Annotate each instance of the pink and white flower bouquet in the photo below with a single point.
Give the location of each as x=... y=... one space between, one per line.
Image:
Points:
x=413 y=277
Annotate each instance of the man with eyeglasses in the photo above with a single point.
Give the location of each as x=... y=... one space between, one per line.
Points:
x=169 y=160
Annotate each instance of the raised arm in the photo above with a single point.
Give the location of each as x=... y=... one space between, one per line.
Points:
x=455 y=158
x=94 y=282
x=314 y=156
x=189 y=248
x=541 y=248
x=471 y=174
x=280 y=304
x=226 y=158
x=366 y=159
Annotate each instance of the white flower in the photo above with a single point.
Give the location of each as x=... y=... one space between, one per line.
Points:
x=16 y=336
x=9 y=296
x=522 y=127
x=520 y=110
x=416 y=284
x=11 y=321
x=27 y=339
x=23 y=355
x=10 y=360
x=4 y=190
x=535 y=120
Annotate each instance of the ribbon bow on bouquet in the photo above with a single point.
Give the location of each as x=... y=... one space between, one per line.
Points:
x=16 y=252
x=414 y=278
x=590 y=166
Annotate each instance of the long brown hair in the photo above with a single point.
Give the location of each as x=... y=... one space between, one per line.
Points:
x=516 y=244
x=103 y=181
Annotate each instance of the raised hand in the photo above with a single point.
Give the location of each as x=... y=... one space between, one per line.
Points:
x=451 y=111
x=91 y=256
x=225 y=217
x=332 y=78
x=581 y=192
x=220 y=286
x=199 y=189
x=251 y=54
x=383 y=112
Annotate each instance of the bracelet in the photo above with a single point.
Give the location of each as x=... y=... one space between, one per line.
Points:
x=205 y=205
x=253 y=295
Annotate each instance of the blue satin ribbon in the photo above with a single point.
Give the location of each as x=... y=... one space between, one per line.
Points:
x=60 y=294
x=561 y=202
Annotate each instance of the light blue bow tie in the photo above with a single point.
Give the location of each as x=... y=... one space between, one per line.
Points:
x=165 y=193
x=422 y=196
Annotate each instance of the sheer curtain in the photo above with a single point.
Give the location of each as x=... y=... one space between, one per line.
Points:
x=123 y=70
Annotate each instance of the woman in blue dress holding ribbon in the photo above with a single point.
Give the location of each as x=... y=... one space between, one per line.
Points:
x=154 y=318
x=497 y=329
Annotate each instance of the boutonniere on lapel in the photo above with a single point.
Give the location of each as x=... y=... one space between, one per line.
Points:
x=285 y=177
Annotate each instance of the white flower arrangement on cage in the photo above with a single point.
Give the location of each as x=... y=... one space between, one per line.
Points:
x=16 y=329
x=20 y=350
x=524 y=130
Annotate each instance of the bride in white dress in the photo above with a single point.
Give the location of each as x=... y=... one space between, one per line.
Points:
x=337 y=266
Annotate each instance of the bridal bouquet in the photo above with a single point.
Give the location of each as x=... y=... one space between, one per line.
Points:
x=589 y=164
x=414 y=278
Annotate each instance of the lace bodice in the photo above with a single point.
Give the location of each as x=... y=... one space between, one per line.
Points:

####

# Task objective:
Filter the lines above, keeping each one that contains the string "raised".

# Response to this task:
Annotate each instance of the raised arm in the photo above with a single point.
Annotate each instance of the raised hand in the photo above with a single point.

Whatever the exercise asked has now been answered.